Excerpts of location labeling data
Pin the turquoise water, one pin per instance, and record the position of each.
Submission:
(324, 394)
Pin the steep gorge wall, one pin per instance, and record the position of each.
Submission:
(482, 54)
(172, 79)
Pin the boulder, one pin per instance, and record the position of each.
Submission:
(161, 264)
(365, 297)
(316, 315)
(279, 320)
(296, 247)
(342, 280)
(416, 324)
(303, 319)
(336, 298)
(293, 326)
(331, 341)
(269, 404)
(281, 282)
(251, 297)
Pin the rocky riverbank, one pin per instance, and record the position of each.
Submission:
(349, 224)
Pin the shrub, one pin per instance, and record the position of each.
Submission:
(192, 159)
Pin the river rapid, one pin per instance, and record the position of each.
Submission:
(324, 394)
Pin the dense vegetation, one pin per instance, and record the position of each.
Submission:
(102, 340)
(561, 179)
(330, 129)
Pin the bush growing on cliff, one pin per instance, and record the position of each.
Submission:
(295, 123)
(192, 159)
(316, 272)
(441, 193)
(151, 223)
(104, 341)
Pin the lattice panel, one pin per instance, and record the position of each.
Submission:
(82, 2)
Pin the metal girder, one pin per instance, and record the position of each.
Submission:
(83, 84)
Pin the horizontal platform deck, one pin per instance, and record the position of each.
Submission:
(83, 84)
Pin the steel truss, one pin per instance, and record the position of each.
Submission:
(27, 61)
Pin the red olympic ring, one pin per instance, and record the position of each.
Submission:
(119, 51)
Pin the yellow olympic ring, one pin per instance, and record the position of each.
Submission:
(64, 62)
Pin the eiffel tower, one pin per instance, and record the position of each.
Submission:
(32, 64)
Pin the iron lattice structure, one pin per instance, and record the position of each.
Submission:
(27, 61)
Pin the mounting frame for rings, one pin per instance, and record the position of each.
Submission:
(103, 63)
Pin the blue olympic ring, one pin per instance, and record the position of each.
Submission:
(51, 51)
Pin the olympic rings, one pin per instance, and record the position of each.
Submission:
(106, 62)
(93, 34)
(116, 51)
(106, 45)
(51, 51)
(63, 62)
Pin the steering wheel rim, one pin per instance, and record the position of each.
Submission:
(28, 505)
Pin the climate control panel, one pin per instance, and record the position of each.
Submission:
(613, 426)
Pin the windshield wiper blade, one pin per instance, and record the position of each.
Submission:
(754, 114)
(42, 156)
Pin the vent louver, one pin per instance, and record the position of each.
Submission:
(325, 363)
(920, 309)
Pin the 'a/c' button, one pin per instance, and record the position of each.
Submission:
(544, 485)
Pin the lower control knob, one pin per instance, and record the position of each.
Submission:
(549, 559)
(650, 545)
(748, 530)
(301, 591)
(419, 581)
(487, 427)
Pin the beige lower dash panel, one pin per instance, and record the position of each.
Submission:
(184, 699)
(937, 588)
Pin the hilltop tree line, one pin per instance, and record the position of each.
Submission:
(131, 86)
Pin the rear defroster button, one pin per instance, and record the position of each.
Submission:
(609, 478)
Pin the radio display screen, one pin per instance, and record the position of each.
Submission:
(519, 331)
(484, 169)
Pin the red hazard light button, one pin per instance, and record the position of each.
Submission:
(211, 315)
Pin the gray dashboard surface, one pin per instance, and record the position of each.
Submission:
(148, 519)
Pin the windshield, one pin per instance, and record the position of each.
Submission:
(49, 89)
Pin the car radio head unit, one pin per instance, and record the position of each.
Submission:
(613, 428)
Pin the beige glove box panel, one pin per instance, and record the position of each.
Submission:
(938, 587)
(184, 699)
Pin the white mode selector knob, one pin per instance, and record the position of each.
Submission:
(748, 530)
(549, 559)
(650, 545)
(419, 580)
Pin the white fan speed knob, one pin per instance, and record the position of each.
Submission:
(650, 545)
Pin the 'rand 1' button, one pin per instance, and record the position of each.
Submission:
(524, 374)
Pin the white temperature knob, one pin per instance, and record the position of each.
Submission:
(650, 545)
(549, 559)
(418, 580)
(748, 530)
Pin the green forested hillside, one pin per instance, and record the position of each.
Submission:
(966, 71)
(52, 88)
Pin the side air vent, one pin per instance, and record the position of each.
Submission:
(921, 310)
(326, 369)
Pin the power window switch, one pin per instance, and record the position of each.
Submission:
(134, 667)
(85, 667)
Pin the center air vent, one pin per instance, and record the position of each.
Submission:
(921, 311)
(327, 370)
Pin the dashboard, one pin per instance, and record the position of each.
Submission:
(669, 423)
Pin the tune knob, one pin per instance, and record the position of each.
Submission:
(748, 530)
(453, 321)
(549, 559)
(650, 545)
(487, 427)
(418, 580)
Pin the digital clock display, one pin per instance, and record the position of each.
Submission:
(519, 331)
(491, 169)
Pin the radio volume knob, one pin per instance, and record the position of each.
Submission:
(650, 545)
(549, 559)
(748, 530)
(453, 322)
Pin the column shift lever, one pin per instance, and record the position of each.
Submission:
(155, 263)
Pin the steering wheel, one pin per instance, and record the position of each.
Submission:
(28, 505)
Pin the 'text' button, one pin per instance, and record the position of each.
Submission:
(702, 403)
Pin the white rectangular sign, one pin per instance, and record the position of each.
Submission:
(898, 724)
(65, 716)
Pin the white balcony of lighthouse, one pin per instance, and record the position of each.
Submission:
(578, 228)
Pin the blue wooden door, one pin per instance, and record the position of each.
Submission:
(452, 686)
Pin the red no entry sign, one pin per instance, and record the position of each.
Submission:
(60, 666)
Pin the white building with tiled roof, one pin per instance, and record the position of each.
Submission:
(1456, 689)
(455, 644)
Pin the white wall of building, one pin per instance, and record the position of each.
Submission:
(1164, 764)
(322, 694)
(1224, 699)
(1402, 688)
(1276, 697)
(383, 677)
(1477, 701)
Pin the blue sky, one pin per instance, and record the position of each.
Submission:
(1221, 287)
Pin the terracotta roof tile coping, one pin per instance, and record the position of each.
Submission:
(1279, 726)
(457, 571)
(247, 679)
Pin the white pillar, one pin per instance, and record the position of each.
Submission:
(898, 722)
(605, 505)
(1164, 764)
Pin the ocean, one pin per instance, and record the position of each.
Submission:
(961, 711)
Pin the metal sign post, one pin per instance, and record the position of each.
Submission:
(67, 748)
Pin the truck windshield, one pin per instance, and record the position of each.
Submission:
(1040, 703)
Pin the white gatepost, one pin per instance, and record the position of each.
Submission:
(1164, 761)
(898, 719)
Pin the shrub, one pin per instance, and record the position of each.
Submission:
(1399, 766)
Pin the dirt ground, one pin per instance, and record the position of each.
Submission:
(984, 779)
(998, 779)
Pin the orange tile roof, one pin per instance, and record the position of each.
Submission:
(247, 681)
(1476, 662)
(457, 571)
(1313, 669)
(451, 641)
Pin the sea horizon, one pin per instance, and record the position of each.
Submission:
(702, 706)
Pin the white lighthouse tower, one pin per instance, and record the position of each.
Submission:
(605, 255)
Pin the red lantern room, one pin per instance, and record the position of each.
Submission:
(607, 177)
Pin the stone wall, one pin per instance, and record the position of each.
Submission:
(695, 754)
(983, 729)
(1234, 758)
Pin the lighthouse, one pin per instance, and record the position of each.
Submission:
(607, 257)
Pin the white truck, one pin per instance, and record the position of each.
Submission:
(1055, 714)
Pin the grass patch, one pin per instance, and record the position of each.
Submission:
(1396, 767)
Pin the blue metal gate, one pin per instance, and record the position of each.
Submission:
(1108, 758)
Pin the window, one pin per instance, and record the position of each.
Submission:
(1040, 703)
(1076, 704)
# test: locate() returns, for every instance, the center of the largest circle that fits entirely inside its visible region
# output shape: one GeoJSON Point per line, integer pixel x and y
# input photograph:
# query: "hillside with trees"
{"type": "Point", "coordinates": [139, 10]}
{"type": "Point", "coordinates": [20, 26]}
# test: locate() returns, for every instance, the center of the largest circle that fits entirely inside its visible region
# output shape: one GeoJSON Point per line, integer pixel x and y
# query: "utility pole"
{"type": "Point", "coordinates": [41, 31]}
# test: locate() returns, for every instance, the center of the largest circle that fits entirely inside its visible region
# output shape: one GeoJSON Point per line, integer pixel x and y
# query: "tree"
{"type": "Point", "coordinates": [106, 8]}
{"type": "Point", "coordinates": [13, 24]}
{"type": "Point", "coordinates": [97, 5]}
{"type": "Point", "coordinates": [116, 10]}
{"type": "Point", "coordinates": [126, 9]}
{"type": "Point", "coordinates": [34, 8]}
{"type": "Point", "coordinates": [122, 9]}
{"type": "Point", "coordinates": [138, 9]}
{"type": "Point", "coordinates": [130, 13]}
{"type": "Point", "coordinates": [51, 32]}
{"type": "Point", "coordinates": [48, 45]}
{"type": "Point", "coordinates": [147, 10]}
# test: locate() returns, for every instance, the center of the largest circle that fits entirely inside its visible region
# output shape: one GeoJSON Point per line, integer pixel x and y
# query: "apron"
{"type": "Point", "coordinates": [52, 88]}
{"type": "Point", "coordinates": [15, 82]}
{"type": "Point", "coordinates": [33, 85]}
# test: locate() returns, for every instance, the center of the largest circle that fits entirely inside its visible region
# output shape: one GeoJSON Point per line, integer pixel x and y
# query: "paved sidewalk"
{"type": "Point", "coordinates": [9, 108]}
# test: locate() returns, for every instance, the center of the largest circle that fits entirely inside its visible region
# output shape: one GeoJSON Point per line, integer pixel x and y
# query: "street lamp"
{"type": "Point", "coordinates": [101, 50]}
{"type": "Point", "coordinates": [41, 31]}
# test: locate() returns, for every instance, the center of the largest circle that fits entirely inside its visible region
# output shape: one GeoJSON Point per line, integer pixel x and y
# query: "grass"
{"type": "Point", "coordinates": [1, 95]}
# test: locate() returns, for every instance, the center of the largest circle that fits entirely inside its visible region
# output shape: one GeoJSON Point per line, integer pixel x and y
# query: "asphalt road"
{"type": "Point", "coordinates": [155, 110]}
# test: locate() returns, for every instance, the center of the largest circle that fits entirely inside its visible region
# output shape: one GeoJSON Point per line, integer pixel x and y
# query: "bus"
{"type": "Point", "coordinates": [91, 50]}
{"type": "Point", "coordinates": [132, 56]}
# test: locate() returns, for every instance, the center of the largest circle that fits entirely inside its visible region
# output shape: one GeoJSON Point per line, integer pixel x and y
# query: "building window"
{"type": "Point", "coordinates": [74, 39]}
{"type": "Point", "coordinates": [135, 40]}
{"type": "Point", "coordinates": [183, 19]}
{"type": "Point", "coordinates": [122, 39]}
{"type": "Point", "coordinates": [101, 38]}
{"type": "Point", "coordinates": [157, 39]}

AIM OF THE TASK:
Tally the lines in the rows above that contain the string "building", with case counting, and give only the number.

FINAL RESULT:
3